#### [Stated goal]
Format the lines below as a JSON list of strings with one string per line, and leave out any blank lines.

== Extracted information ==

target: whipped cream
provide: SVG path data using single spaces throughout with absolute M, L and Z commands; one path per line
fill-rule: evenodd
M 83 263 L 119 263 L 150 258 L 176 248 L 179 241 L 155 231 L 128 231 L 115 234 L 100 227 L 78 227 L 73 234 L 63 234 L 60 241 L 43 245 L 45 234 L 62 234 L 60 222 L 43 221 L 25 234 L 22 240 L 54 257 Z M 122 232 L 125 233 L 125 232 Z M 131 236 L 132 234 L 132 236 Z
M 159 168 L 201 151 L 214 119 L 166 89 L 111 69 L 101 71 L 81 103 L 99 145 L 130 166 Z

===

#### [Solution]
[
  "target: whipped cream",
  "provide: SVG path data using single spaces throughout with absolute M, L and Z commands; one path per line",
  "fill-rule: evenodd",
  "M 83 263 L 119 263 L 150 258 L 176 248 L 179 241 L 155 231 L 128 231 L 115 234 L 100 227 L 78 227 L 73 234 L 63 234 L 60 241 L 43 245 L 45 234 L 62 234 L 60 222 L 43 221 L 25 234 L 22 240 L 54 257 Z M 122 232 L 125 233 L 125 232 Z M 131 236 L 132 234 L 132 236 Z",
  "M 159 168 L 201 151 L 214 119 L 166 89 L 111 69 L 101 71 L 81 103 L 99 145 L 130 166 Z"
]